---------- EXTRACTED DATA ----------

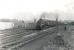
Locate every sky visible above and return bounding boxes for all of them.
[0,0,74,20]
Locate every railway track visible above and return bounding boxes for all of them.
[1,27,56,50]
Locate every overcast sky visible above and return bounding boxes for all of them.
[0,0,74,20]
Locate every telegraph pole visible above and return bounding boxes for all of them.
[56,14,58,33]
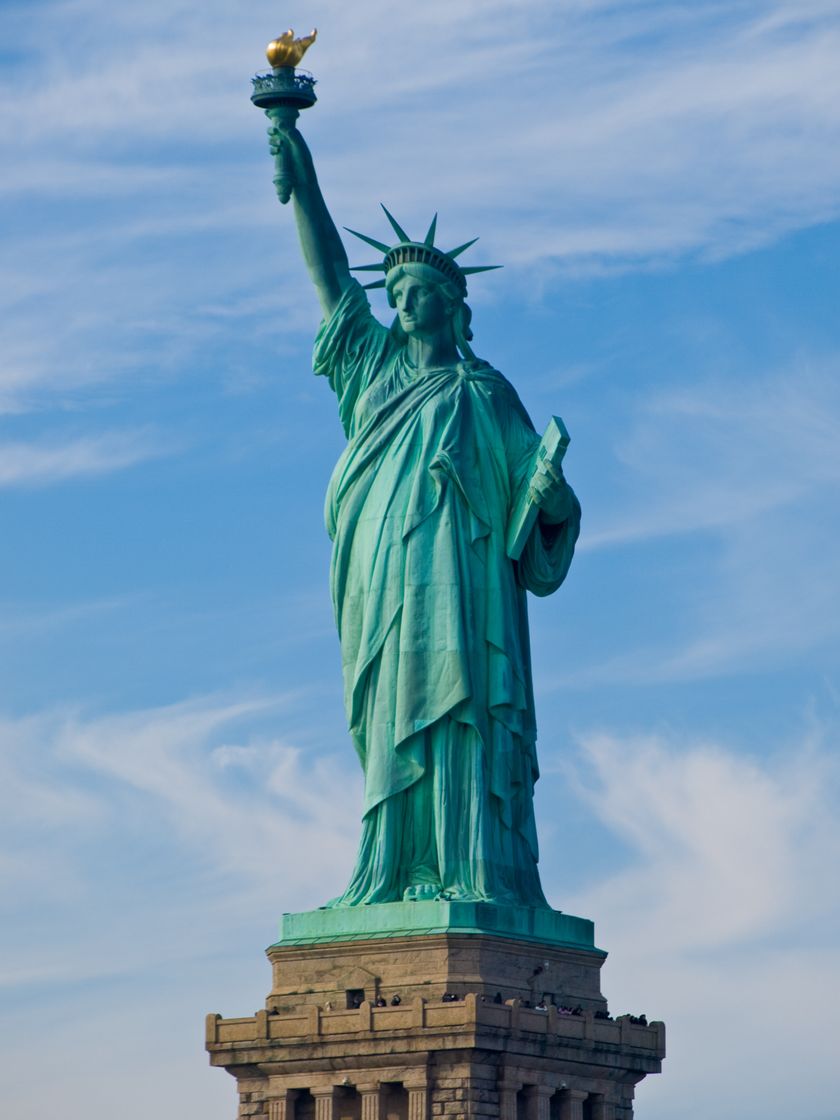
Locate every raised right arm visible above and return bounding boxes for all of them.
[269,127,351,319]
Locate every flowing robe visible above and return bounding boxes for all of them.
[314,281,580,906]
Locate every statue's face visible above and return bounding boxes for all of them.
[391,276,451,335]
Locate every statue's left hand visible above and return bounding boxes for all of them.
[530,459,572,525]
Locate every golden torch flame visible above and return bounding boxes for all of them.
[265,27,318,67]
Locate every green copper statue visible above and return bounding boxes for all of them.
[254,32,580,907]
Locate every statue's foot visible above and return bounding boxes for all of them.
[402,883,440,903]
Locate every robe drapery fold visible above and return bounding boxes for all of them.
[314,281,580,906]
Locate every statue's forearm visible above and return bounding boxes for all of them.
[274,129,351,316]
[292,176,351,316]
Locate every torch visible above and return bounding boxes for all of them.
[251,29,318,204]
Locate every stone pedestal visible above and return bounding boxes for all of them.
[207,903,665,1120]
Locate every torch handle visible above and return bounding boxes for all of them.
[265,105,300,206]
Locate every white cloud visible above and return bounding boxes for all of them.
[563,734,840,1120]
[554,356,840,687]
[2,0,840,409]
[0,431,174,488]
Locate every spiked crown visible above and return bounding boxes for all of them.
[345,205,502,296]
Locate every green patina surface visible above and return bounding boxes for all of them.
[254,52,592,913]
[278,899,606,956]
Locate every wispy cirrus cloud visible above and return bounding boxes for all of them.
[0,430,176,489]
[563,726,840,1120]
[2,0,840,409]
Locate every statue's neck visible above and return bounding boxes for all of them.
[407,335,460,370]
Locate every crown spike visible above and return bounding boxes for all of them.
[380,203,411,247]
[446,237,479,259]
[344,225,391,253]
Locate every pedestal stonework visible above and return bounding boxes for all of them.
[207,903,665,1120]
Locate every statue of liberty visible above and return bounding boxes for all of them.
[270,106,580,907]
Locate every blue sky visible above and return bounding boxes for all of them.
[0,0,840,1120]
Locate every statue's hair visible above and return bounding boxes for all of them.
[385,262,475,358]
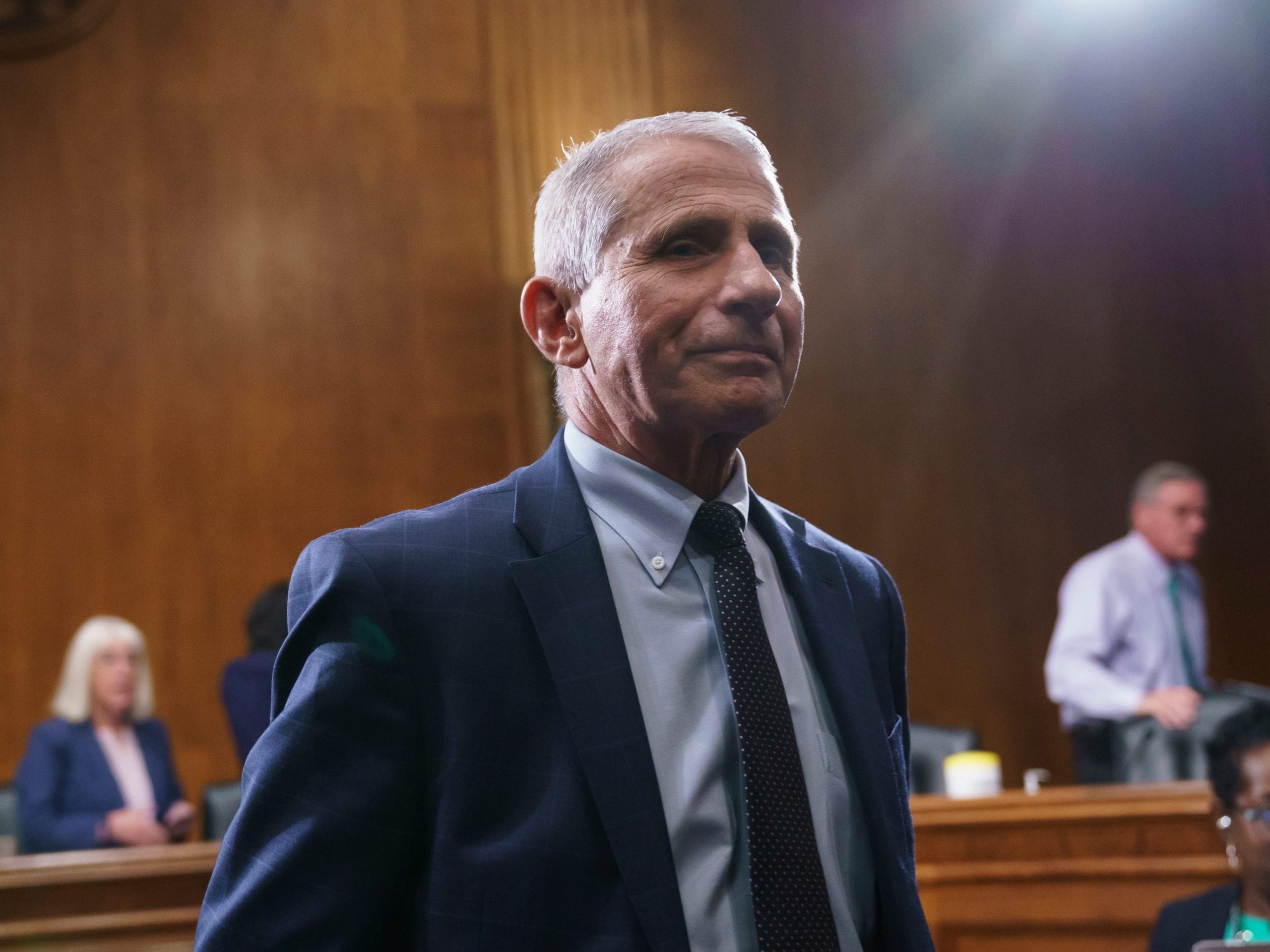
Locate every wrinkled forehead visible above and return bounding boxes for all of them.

----------

### EXERCISE PROMPT
List the rows above as a numbered list with blank lines omitted, beginning at the line that contains "Locate every golden" and stopping after the line that contains "[265,105,300,206]".

### RESPONSE TO THE EXERCISE
1. Locate every golden torch flame visible above and return bounding boxes for all of them.
2. [265,27,318,67]
3. Locate every green copper statue visible above and return bounding boxes for all of them.
4. [254,32,580,907]
5. Locate every statue's foot visible above and return bounding boxes for all of them.
6. [402,883,440,903]
7. Locate every robe drapery fold visible above and return bounding boxes for all of them.
8. [314,281,580,906]
9. Locate every statue's forearm visible above and return bounding boxes for all of them.
10. [274,129,351,316]
11. [292,176,351,316]
12. Locate every torch visible above and return bounding boxes for all of them.
13. [251,29,318,204]
14. Locate every stone pedestal visible above and return bounding boxes for all of them.
15. [207,903,665,1120]
16. Locate every torch handle visible above and return bounding boxes for all of them.
17. [265,105,300,206]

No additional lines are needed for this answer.